■ Text passage:
━━━━

National Post

Can Maduro hang on?

PRESIDENT IN FIGHT FOR POLITICAL SURVIVAL AS VOTERS HEAD TO POLLS THIS WEEKEND

- REGINA GARCIA CANO in Caracas, Venezuela

The future of Venezuela is on the line. Voters will decide Sunday whether to re-elect President Nicolas Maduro, whose 11 years in office have been beset by crisis, or allow the opposition a chance to deliver on a promise to undo the ruling party’s policies that caused economic collapse and forced millions to emigrate.

Historical­ly fractured opposition parties have coalesced behind a single candidate, giving the United Socialist Party of Venezuela its most serious electoral challenge in a presidenti­al election in decades.

Maduro is being challenged by former diplomat Edmundo Gonzalez Urrutia, who represents the resurgent opposition, and eight other candidates. Supporters of Maduro and Gonzalez marked the end of the official campaign season Thursday with massive demonstrat­ions in the capital, Caracas.

Here’s an election primer.

MIGRATION IMPACT

The election will impact migration flows regardless of the winner.

The instabilit­y in Venezuela for the past decade has pushed more than 7.7 million people to migrate, which the UN’S refugee agency describes as the largest exodus in Latin America’s recent history. Most Venezuelan migrants have settled in Latin America and the Caribbean, but they are increasing­ly setting their sights on the U.S.

A nationwide poll conducted in April by the Venezuela-based research firm Delphos indicated that about a quarter of the people in Venezuela were thinking about emigrating if Maduro wins again. Of those, about 47 per cent said a win by the opposition would make them stay, but roughly the same amount indicated that an improved economy would keep them in their home country. The poll had a margin of error of plus or minus two percentage points.

MAIN OPPOSITION LEADER IS NOT ON THE BALLOT

The most talked-about name in the race is not on the ballot: Maria Corina Machado. The former lawmaker emerged as an opposition star in 2023, filling the void left when a previous generation of opposition leaders fled into exile. Her principled attacks on government corruption and mismanagem­ent rallied millions of Venezuelan­s to vote for her in the opposition’s October primary.

━━━━

■ Explore the material:
1. According to the Venezuela election article, how many people has the country's instability over the past decade pushed to migrate?
2. Repeat the Venezuela election article word for word from "Here’s an election" to "two percentage points.".
3. Pick up the Venezuela election article after its last sentence and keep writing.

■ Excerpted records:

━━━━

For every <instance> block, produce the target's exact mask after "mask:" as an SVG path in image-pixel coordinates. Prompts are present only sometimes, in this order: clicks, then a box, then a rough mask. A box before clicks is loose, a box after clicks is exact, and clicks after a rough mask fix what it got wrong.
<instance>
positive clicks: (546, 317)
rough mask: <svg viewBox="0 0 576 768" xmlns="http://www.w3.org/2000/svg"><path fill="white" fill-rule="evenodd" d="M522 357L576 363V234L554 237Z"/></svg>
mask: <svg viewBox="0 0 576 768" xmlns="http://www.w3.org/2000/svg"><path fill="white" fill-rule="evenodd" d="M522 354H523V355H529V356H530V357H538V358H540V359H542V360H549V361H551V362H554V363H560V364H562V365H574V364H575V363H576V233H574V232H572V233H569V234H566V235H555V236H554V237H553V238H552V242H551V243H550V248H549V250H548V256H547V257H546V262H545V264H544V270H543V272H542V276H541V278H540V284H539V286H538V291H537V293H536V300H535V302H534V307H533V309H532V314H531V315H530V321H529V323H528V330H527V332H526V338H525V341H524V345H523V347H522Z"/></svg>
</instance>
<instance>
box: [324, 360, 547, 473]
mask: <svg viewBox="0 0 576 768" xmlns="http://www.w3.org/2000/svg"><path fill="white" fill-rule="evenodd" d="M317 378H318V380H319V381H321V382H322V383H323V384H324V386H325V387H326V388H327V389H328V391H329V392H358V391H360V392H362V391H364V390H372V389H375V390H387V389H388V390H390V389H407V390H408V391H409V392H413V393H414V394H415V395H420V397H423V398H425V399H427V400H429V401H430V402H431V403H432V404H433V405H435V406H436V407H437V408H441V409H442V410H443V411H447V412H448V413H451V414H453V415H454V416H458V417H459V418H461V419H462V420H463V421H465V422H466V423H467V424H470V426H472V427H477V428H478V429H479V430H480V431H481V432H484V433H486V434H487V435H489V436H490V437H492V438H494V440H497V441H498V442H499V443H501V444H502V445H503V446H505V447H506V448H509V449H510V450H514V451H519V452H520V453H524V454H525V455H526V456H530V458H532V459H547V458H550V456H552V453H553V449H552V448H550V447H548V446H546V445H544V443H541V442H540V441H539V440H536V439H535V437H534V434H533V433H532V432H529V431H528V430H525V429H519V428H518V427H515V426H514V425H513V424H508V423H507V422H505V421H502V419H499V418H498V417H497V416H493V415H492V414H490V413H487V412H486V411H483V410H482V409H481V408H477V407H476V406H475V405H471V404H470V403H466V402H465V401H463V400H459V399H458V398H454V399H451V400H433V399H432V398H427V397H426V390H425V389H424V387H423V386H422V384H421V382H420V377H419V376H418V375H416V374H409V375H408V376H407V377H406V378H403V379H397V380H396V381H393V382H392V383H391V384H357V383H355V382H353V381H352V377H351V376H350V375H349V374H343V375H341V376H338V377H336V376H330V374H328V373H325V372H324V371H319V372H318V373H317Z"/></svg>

━━━━

■ Responses to the tasks:
1. More than 7.7 million people.

2.
Here’s an election primer.

MIGRATION IMPACT

The election will impact migration flows regardless of the winner.

The instabilit­y in Venezuela for the past decade has pushed more than 7.7 million people to migrate, which the UN’S refugee agency describes as the largest exodus in Latin America’s recent history. Most Venezuelan migrants have settled in Latin America and the Caribbean, but they are increasing­ly setting their sights on the U.S.

A nationwide poll conducted in April by the Venezuela-based research firm Delphos indicated that about a quarter of the people in Venezuela were thinking about emigrating if Maduro wins again. Of those, about 47 per cent said a win by the opposition would make them stay, but roughly the same amount indicated that an improved economy would keep them in their home country. The poll had a margin of error of plus or minus two percentage points.

3.
But Maduro’s government declared the primary illegal and opened criminal investigat­ions against some of its organizers. Since then, it has issued warrants for several of Machado’s supporters and arrested some members of her staff, and the country’s top court affirmed a decision to keep her off the ballot.

Yet, she kept on campaignin­g, holding rallies nationwide and turning the ban on her candidacy into a symbol of the loss of rights and humiliatio­ns that many voters have felt for over a decade.

She has thrown her support behind Edmundo Gonzalez Urrutia, a former ambassador who has never held public office, helping a fractious opposition unify.

They are campaignin­g together on the promise of economic reform that will lure back the millions of people who have migrated since Maduro became president in 2013.

WHY IS THE CURRENT PRESIDENT STRUGGLING?

Maduro’s popularity has dwindled due to an economic crisis caused by a drop in oil prices, corruption and government mismanagem­ent.

Maduro can still bank on a cadre of diehard believers, known as Chavistas, including millions of public employees and others whose businesses or employment depend on the state. But the ability of his party to use access to social programs to make people vote has diminished as the economy has frayed.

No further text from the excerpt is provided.